Please edit the data below so that "innermost point" becomes "central point" everywhere it appears, and reproduce everything else unchanged.
==========
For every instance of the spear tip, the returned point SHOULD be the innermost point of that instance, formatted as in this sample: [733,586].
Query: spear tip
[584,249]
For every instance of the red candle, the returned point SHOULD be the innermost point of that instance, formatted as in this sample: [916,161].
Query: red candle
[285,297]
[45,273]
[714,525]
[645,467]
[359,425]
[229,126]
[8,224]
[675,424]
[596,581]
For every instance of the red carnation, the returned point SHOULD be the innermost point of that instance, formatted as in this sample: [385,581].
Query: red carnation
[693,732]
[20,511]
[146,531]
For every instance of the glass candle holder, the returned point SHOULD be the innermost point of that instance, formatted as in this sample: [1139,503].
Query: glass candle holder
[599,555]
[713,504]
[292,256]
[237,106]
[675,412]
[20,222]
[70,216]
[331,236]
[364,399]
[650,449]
==========
• Finished exercise:
For every instance of the spear tip, the returned point SHOULD be the central point of that instance, formatted as in this sample: [733,586].
Query: spear tip
[584,249]
For every instance of the red candle, the returned point SHOULD be the central point of that instance, formatted as in this sample: [916,161].
Query: red candle
[285,297]
[45,273]
[714,525]
[645,467]
[359,425]
[229,126]
[8,224]
[675,424]
[596,581]
For every instance of the red carnation, the returned point SHOULD be the central point of that instance, formatted as in this sample: [385,581].
Query: red carnation
[693,732]
[20,511]
[146,531]
For every instance of the glass candle holder, the returned point SHOULD be the central point of that instance, formatted as in this sample: [1139,503].
Query: glass candle holder
[599,555]
[713,504]
[292,256]
[237,106]
[675,412]
[20,222]
[70,216]
[331,236]
[364,399]
[650,449]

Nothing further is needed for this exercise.